(TASK DESCRIPTION): Who is named as Senate Minority Leader in the passage about the Fiscal Responsibility Summit?

(GIVEN PASSAGE):
============================================================

To the displeasure of many on both sides of aisle, President Obama on today is hosting the so-called Fiscal Responsibility Summit at the White House. While some Democrats question the timing of Obama's expenditure of political capital on Social Security, Medicare and other entitlement reform, obstructionist Republicans are ridiculing the event even as they hype the myth of Republican fiscal discipline.
And a myth it surely is. Far from the deficit hawks of Republican legend, the modern Republican Party from Reagan forward devastated the U.S. treasury, leaving mounting debt and hemorrhaging red ink for as far as the eye can see.
Of course, you'd never know it listening to the grousing from some of President Obama's Republican guests. On Sunday, Senate Minority Leader Mitch McConnell (R-KY) declared the summit "sobering up here and beginning to rethink the kind of debt that we're laying on future generations." And New Hampshire Senator and aborted Commerce Secretary Judd Gregg turned on his would-have-been boss, sneering:
''It can either be a nice press event. Or it can be a substantive event. History tells us it will be the first. We've had these meetings before. There's always a lot of people willing to point out the problem."

============================================================

Dataset entries:
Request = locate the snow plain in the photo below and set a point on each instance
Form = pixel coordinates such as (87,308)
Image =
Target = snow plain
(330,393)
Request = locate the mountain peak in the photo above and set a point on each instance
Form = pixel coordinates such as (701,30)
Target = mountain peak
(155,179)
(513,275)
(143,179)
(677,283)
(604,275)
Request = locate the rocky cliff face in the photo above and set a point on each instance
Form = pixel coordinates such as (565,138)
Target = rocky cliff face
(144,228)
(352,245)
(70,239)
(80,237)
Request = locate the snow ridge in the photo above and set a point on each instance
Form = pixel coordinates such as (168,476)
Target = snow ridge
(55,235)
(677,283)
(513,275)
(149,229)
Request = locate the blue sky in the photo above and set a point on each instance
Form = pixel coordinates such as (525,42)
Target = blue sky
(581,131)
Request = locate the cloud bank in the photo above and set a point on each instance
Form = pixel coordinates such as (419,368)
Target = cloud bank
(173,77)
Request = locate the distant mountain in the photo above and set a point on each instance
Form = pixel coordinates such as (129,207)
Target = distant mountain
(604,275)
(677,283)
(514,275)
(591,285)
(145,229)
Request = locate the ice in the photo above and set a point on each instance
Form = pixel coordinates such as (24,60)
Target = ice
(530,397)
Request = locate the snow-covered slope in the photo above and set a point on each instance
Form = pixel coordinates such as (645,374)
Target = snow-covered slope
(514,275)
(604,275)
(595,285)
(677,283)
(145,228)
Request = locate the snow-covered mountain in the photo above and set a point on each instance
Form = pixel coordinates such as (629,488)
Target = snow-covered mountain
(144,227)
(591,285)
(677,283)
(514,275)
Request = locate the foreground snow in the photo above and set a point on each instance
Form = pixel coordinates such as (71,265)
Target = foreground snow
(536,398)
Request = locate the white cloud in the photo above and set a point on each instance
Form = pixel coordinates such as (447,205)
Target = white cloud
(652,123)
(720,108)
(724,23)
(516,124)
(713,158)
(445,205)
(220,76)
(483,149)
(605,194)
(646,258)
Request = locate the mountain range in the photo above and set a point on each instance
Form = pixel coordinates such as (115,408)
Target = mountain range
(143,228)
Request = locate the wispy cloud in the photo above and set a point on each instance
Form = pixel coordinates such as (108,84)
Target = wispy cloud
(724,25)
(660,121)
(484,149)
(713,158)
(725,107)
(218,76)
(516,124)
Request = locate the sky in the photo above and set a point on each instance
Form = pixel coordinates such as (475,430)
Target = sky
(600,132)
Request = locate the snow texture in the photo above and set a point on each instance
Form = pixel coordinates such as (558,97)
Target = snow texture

============================================================

(OUTPUT BELOW): Mitch McConnell (R-KY)